● **Brief**
Nothing in the entries may differ when you return them.

● **Data shown**
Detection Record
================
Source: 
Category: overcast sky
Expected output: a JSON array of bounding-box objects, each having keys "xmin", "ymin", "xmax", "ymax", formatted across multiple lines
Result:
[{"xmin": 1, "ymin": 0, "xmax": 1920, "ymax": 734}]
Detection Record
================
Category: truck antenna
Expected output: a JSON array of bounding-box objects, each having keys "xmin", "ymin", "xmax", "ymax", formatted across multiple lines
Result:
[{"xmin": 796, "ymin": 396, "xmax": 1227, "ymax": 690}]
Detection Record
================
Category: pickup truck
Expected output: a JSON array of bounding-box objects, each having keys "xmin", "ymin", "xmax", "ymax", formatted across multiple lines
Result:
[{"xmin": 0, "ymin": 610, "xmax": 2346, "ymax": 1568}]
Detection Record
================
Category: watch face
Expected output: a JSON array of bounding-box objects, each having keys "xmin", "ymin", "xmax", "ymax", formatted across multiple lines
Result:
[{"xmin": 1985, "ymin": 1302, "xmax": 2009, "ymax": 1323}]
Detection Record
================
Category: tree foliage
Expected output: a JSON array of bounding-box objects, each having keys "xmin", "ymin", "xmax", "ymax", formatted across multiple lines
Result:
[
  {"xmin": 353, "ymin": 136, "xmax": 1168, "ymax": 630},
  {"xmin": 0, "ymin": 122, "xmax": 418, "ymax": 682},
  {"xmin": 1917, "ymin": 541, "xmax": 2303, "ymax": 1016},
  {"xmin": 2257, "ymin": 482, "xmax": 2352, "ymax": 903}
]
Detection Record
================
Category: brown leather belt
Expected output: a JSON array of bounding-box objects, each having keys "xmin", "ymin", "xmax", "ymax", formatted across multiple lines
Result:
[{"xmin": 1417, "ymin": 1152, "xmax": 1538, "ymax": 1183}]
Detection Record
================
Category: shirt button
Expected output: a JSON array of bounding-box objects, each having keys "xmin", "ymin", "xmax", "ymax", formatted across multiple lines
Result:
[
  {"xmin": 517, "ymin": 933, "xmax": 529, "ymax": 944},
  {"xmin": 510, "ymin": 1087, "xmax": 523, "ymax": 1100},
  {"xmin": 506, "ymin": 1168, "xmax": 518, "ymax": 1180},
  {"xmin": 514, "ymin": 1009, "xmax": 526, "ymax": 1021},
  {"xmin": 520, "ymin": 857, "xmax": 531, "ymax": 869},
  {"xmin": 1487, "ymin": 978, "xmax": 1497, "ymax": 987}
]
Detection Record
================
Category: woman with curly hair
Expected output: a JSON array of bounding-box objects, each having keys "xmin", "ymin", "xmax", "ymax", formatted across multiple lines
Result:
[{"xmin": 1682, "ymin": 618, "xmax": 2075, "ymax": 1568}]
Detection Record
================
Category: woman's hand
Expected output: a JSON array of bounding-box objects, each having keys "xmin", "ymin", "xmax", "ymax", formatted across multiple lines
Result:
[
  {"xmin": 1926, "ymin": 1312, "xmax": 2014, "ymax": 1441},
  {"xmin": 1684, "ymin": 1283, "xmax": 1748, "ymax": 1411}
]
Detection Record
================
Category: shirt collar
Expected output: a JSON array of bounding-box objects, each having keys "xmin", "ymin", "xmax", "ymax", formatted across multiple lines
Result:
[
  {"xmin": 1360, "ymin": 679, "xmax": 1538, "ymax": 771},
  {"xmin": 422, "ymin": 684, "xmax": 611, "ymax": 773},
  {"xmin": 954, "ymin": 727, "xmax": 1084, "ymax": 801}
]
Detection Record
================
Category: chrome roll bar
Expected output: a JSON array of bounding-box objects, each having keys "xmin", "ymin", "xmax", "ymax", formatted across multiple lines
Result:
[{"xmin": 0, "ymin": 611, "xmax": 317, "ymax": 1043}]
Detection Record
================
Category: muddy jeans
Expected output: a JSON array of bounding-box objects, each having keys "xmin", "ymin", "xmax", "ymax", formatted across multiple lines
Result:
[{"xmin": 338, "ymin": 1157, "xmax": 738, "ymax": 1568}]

● **Output below**
Detection Record
================
Source: 
Category: overcast sky
Expected output: a JSON array of bounding-box objects, each having keys "xmin", "ymin", "xmax", "ymax", formatted across multiple lines
Result:
[{"xmin": 1, "ymin": 0, "xmax": 1920, "ymax": 734}]
Detection Record
================
Category: truck antenna
Expected output: a JSON array of bounding-box objects, each having keys "xmin", "ymin", "xmax", "ymax", formatted across multiple lines
Result:
[{"xmin": 796, "ymin": 396, "xmax": 1227, "ymax": 690}]
Detection Record
================
Category: pickup truck
Expected output: a JSON array of bounding-box objects, each having keys "xmin", "ymin", "xmax", "ymax", formatted across multiple lines
Result:
[{"xmin": 0, "ymin": 610, "xmax": 2346, "ymax": 1568}]
Detection Record
================
Category: watch face
Expected output: a JSON array of bounding-box objects, each having keys "xmin", "ymin", "xmax", "ymax", formatted across multiple lines
Result:
[{"xmin": 1985, "ymin": 1302, "xmax": 2009, "ymax": 1323}]
Detection Record
================
Category: tree foliage
Expected output: a JSON array of bounding-box objects, each having keys "xmin", "ymin", "xmax", "ymax", formatted across multiple lines
Result:
[
  {"xmin": 353, "ymin": 136, "xmax": 1168, "ymax": 630},
  {"xmin": 0, "ymin": 122, "xmax": 418, "ymax": 682},
  {"xmin": 1917, "ymin": 541, "xmax": 2303, "ymax": 1016},
  {"xmin": 2257, "ymin": 482, "xmax": 2352, "ymax": 903}
]
Detection Record
================
Category: brown leather belt
Expected output: a JSON array of bounding-box objects, each having keys "xmin", "ymin", "xmax", "ymax", formatted across multiple lines
Result:
[{"xmin": 1417, "ymin": 1152, "xmax": 1538, "ymax": 1183}]
Detection Record
================
Category: shirt button
Expected output: a JSON array of bounding-box objects, each having keys "xmin", "ymin", "xmax", "ymax", formatted across multiple lines
Result:
[
  {"xmin": 517, "ymin": 933, "xmax": 529, "ymax": 944},
  {"xmin": 510, "ymin": 1087, "xmax": 523, "ymax": 1100},
  {"xmin": 506, "ymin": 1168, "xmax": 518, "ymax": 1180},
  {"xmin": 514, "ymin": 1009, "xmax": 526, "ymax": 1021},
  {"xmin": 520, "ymin": 857, "xmax": 531, "ymax": 869},
  {"xmin": 1487, "ymin": 978, "xmax": 1497, "ymax": 987}
]
Detection Record
================
Category: woman with curly hair
Expected output: a JSON array of bounding-box objects, each having keys "xmin", "ymin", "xmax", "ymax", formatted across multiple lines
Result:
[{"xmin": 1682, "ymin": 618, "xmax": 2075, "ymax": 1568}]
Detection Record
================
Category: woman's hand
Expected output: a JSON array of bounding-box objects, each having keys "xmin", "ymin", "xmax", "ymax", formatted across multiple lines
Result:
[
  {"xmin": 1926, "ymin": 1312, "xmax": 2014, "ymax": 1441},
  {"xmin": 1684, "ymin": 1283, "xmax": 1748, "ymax": 1411}
]
Detection Record
================
Category: shirt collar
Expected output: a JSON array of bounding-box objects, each having keys "xmin", "ymin", "xmax", "ymax", formatted across multiple lines
Result:
[
  {"xmin": 1360, "ymin": 679, "xmax": 1538, "ymax": 771},
  {"xmin": 422, "ymin": 684, "xmax": 611, "ymax": 773},
  {"xmin": 954, "ymin": 727, "xmax": 1084, "ymax": 801}
]
Detection Record
================
Category: chrome roll bar
Expected output: a JSON array of bounding-box objects, each having keys "xmin", "ymin", "xmax", "ymax", formatted across multiple lines
Result:
[{"xmin": 0, "ymin": 611, "xmax": 317, "ymax": 1043}]
Detection Record
================
Category: muddy jeans
Expected output: a JSON array of bounding-box objects, each having keys "xmin", "ymin", "xmax", "ymax", formatted across multiple lines
Result:
[{"xmin": 338, "ymin": 1157, "xmax": 738, "ymax": 1568}]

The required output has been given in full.